→ Required action
Below are records; reproduce exactly the lines from the one containing "each like (795,290)." through the end, both included, and only those.

+-------+

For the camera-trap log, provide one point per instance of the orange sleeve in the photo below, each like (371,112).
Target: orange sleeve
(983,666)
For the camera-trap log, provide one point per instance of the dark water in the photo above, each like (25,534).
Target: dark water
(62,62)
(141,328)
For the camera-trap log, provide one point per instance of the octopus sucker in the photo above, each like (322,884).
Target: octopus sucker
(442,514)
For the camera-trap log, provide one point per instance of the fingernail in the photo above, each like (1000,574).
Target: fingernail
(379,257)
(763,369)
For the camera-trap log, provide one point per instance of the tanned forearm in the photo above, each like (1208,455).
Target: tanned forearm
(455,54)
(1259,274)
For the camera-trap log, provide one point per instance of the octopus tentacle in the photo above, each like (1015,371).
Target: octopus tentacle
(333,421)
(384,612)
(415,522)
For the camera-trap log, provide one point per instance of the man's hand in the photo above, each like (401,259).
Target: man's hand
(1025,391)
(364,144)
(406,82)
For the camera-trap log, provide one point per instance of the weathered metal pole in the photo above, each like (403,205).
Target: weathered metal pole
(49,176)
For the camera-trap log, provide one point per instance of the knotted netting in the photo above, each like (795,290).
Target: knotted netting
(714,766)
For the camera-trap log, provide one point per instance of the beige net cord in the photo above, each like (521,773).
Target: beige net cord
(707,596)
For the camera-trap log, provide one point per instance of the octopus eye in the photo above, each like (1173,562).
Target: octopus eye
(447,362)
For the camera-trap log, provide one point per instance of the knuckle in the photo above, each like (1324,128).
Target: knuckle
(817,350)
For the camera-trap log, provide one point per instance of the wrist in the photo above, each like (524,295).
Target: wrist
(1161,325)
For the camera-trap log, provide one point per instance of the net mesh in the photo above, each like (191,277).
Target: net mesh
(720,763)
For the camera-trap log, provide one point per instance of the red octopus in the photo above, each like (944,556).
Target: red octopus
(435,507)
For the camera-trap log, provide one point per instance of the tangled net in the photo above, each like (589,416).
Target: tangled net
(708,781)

+-------+

→ Result of the exercise
For the camera-trap log, provide one point per instance of the knotted netting in the photo above, each like (795,290).
Target: knotted netting
(714,766)
For the camera-trap log, provide one point per instance of the beige net cord in the photo above, each like (521,773).
Target: beige net cord
(707,596)
For the camera-trap log, provide one point per instance of the octopus eye in the photo above, each like (1173,562).
Target: octopus eye
(447,362)
For the camera-trap log, provide one point per instance of the knuckle in the photo above, each like (1324,128).
Target: knuckle
(817,350)
For the camera-trap log, provide one point per instance of the wrist in the photo above, each like (524,295).
Target: wrist
(1161,325)
For the camera-trap log, provide one point per instance of the net mesh in the photo above, each like (191,277).
Target: net mesh
(720,763)
For the camera-trap log, provide one point per instance of the red octopus in the photo above, each like (944,556).
Target: red octopus
(435,507)
For the camera-trap log, provide one point per instance of the tangled net in the photo above, each like (589,416).
Target: tangled net
(708,781)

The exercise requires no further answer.